▸ Task objective
Return nothing but the lines from the line containing "A single pin marks each instance of the reddish" through the last line of the records, reproduced exactly.

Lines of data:
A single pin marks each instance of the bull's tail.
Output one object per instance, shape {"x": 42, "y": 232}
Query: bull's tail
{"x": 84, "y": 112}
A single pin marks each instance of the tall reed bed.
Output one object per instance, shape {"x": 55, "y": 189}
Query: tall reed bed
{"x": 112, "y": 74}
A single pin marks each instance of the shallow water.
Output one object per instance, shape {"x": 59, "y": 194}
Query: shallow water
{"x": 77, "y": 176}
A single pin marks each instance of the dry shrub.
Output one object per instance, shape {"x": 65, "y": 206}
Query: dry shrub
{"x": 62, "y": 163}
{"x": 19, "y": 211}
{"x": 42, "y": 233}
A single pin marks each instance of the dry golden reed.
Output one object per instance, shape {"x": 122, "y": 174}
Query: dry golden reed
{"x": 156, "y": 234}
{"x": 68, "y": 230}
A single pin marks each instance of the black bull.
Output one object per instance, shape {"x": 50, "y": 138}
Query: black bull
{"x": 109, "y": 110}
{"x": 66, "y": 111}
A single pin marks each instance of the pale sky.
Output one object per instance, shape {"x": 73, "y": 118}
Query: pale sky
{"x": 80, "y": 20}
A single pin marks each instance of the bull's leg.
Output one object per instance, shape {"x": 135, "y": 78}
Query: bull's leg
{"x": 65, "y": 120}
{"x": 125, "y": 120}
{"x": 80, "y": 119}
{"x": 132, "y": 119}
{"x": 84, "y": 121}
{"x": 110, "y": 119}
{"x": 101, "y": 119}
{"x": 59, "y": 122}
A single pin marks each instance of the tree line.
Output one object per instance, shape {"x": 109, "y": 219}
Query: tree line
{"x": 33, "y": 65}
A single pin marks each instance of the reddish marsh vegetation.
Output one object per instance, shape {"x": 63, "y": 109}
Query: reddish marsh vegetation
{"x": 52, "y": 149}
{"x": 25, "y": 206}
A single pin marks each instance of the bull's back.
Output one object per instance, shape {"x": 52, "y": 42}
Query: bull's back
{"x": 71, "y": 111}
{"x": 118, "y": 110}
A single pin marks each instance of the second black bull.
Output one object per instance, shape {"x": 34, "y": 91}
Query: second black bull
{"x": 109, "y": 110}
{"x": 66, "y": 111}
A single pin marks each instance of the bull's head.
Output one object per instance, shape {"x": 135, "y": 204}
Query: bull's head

▸ Exercise solution
A single pin marks each instance of the reddish marsh vegetation.
Output one object per instance, shape {"x": 63, "y": 109}
Query: reddish marsh vegetation
{"x": 52, "y": 149}
{"x": 25, "y": 206}
A single pin marks each instance of the bull's back.
Output one object per instance, shape {"x": 52, "y": 42}
Query: bull's back
{"x": 71, "y": 111}
{"x": 118, "y": 110}
A single pin marks each instance of the second black bull.
Output one object per instance, shape {"x": 34, "y": 91}
Query: second black bull
{"x": 109, "y": 110}
{"x": 66, "y": 111}
A single pin marks each instance of the bull's head.
Output one object per instance, shape {"x": 135, "y": 204}
Query: bull's head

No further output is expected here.